- Requirement -
All the data should come back exactly as it was given.

- Information provided -
---

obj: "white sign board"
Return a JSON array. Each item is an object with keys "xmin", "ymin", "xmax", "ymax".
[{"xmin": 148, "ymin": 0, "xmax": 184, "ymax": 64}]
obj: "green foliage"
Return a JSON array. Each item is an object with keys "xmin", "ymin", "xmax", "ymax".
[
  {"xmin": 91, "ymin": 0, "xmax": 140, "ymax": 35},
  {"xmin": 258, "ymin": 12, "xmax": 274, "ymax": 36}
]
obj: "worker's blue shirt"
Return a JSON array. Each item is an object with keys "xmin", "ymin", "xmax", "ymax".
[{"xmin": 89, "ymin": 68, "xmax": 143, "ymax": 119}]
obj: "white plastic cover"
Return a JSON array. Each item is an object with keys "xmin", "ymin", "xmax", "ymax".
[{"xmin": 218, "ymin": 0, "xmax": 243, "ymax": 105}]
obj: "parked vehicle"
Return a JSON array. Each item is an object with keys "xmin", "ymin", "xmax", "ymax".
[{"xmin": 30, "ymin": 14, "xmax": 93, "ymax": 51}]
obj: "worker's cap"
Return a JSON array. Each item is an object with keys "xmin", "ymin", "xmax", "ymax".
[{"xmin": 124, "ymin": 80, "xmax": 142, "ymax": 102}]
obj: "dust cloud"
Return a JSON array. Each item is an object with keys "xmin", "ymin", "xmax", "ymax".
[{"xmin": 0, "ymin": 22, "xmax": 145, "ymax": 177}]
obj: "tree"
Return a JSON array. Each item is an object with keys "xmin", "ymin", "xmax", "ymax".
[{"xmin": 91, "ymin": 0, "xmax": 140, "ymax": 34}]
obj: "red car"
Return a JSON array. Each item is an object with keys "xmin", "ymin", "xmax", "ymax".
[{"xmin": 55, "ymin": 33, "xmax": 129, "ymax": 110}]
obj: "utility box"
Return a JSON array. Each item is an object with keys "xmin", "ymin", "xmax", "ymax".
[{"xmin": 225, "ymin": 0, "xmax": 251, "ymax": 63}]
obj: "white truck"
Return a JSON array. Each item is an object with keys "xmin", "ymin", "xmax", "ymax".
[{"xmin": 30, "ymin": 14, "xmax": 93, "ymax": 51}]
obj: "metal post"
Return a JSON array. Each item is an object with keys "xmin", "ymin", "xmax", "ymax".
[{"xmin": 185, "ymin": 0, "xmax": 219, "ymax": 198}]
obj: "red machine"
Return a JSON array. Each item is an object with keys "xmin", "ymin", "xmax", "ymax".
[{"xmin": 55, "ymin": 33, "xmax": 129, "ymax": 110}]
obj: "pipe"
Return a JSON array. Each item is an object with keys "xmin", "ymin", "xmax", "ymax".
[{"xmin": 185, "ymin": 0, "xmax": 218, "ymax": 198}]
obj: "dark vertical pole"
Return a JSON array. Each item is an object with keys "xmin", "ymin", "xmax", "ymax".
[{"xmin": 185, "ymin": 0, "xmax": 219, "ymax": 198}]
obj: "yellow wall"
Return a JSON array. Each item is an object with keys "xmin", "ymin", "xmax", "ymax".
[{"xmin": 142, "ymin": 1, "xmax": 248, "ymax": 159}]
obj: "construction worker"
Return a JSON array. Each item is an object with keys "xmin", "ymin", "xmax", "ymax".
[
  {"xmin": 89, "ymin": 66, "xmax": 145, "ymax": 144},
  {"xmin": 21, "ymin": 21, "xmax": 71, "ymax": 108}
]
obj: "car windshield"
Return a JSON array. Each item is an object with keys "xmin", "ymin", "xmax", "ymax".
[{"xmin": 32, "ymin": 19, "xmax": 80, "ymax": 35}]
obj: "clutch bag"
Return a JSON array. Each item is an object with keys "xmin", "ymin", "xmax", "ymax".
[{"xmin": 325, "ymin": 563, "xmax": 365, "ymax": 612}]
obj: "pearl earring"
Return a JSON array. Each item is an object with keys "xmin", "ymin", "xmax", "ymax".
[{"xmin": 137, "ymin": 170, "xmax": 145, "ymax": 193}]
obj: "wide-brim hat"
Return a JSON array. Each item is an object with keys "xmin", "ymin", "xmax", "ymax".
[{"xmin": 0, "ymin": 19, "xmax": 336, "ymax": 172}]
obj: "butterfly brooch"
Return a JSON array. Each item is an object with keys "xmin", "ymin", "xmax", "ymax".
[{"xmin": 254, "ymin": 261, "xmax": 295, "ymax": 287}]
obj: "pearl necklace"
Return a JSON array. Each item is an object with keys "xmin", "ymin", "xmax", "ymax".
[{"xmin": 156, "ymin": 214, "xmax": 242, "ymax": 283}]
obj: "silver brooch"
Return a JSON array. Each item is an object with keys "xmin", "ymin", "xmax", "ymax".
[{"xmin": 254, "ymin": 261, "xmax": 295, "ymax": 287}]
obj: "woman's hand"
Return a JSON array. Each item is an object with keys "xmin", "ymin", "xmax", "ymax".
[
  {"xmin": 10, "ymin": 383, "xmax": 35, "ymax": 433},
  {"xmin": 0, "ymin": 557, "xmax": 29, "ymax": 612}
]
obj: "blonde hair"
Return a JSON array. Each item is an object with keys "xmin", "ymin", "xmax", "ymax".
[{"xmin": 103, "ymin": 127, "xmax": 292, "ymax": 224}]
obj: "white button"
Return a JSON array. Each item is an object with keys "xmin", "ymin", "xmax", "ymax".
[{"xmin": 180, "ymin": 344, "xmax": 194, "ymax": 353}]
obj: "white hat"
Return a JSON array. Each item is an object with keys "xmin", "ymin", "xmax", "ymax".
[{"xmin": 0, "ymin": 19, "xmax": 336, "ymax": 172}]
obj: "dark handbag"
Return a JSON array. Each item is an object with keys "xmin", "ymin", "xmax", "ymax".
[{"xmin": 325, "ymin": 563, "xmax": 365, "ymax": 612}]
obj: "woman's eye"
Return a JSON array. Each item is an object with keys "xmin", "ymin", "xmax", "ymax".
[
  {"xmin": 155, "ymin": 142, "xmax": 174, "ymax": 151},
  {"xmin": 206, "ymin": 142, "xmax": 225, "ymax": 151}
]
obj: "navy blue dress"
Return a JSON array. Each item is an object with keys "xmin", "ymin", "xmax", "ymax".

---

- Right answer -
obj: "white sign board"
Return a JSON array. Each item is an object with keys "xmin", "ymin", "xmax", "ymax".
[{"xmin": 148, "ymin": 0, "xmax": 184, "ymax": 64}]
obj: "green foliage"
Return a JSON array. Each item is an object with keys "xmin", "ymin", "xmax", "ymax".
[
  {"xmin": 91, "ymin": 0, "xmax": 140, "ymax": 35},
  {"xmin": 258, "ymin": 12, "xmax": 274, "ymax": 36}
]
obj: "worker's blue shirt"
Return a JSON array. Each item is an object with keys "xmin", "ymin", "xmax", "ymax".
[{"xmin": 89, "ymin": 68, "xmax": 143, "ymax": 119}]
obj: "white plastic cover"
Return a JSON array. Each item is an object with keys "xmin", "ymin", "xmax", "ymax".
[{"xmin": 218, "ymin": 0, "xmax": 243, "ymax": 105}]
obj: "parked vehicle"
Return a JSON array. Each item is an object with keys "xmin", "ymin", "xmax", "ymax".
[{"xmin": 30, "ymin": 14, "xmax": 93, "ymax": 51}]
obj: "worker's cap"
Return a JSON array. Each item is an object with keys "xmin", "ymin", "xmax", "ymax".
[{"xmin": 124, "ymin": 80, "xmax": 142, "ymax": 102}]
obj: "dust cloud"
Return a JSON array. Each item is an object with keys "xmin", "ymin", "xmax", "ymax".
[{"xmin": 0, "ymin": 22, "xmax": 145, "ymax": 177}]
obj: "tree"
Return a JSON array. Each item is an object with keys "xmin", "ymin", "xmax", "ymax".
[{"xmin": 91, "ymin": 0, "xmax": 140, "ymax": 34}]
obj: "red car"
Return a JSON array. Each item is an object with keys "xmin", "ymin", "xmax", "ymax".
[{"xmin": 55, "ymin": 33, "xmax": 129, "ymax": 110}]
obj: "utility box"
Return a JSON array. Each item is an object with keys "xmin", "ymin", "xmax", "ymax".
[{"xmin": 225, "ymin": 0, "xmax": 251, "ymax": 63}]
obj: "white truck"
Return a JSON array. Each item is an object with keys "xmin", "ymin", "xmax", "ymax".
[{"xmin": 30, "ymin": 14, "xmax": 93, "ymax": 51}]
obj: "metal post"
Return a JSON array. Each item is an object with keys "xmin", "ymin", "xmax", "ymax".
[{"xmin": 185, "ymin": 0, "xmax": 219, "ymax": 198}]
obj: "red machine"
Return a JSON array. Each item is an object with keys "xmin", "ymin", "xmax", "ymax".
[{"xmin": 55, "ymin": 33, "xmax": 129, "ymax": 110}]
obj: "pipe"
Return a JSON array. Each item is an object with keys "xmin", "ymin", "xmax", "ymax".
[{"xmin": 185, "ymin": 0, "xmax": 218, "ymax": 198}]
obj: "dark vertical pole"
Return a JSON array. Each item is an object with keys "xmin", "ymin", "xmax", "ymax".
[{"xmin": 185, "ymin": 0, "xmax": 219, "ymax": 198}]
obj: "yellow wall"
Return a JSON array. Each item is an object with keys "xmin", "ymin", "xmax", "ymax".
[{"xmin": 142, "ymin": 1, "xmax": 248, "ymax": 159}]
obj: "construction worker"
Return a JSON array. Each item is an object with keys "xmin", "ymin", "xmax", "ymax".
[
  {"xmin": 89, "ymin": 66, "xmax": 145, "ymax": 144},
  {"xmin": 21, "ymin": 21, "xmax": 71, "ymax": 108}
]
obj: "car windshield"
Return a JSON array. Each item is an object with keys "xmin", "ymin", "xmax", "ymax".
[{"xmin": 32, "ymin": 19, "xmax": 80, "ymax": 35}]
obj: "clutch bag"
Return a JSON array. Each item is an object with keys "xmin", "ymin", "xmax", "ymax".
[{"xmin": 325, "ymin": 563, "xmax": 365, "ymax": 612}]
obj: "pearl earring"
Return a JSON array. Each item is an object with keys "xmin", "ymin", "xmax", "ymax".
[{"xmin": 137, "ymin": 170, "xmax": 145, "ymax": 193}]
obj: "wide-brim hat"
Return a JSON array. Each item is an object with keys "xmin", "ymin", "xmax", "ymax".
[{"xmin": 0, "ymin": 19, "xmax": 336, "ymax": 172}]
obj: "butterfly brooch"
Return a JSON array. Each item is an object with keys "xmin", "ymin", "xmax", "ymax".
[{"xmin": 254, "ymin": 261, "xmax": 295, "ymax": 287}]
obj: "pearl necklace"
Return a JSON array. Each item is an object with keys "xmin", "ymin", "xmax", "ymax".
[{"xmin": 156, "ymin": 214, "xmax": 242, "ymax": 283}]
obj: "silver brooch"
Return a JSON array. Each item is an object with keys "xmin", "ymin", "xmax", "ymax".
[{"xmin": 254, "ymin": 261, "xmax": 295, "ymax": 287}]
obj: "woman's hand"
Return a JSON array. Each item is an object with keys "xmin", "ymin", "xmax", "ymax".
[
  {"xmin": 10, "ymin": 383, "xmax": 35, "ymax": 433},
  {"xmin": 0, "ymin": 557, "xmax": 29, "ymax": 612}
]
obj: "blonde hair"
Return a JSON array. Each item is an object with keys "xmin", "ymin", "xmax", "ymax".
[{"xmin": 103, "ymin": 127, "xmax": 292, "ymax": 224}]
obj: "white button"
Return a JSON array. Each item is an object with keys "xmin", "ymin", "xmax", "ymax".
[{"xmin": 180, "ymin": 344, "xmax": 194, "ymax": 353}]
obj: "white hat"
Return a JSON array. Each item is an object with keys "xmin", "ymin", "xmax", "ymax".
[{"xmin": 0, "ymin": 19, "xmax": 336, "ymax": 172}]
obj: "dark handbag"
Return a JSON array. Each item is an object with keys "xmin", "ymin", "xmax", "ymax".
[{"xmin": 325, "ymin": 563, "xmax": 365, "ymax": 612}]
obj: "woman's eye"
Return a JSON array. Each item is an object with keys "xmin", "ymin", "xmax", "ymax".
[
  {"xmin": 155, "ymin": 142, "xmax": 174, "ymax": 151},
  {"xmin": 206, "ymin": 142, "xmax": 225, "ymax": 151}
]
obj: "navy blue dress"
Return a JSON array. Each item is an object with keys "xmin", "ymin", "xmax", "ymax".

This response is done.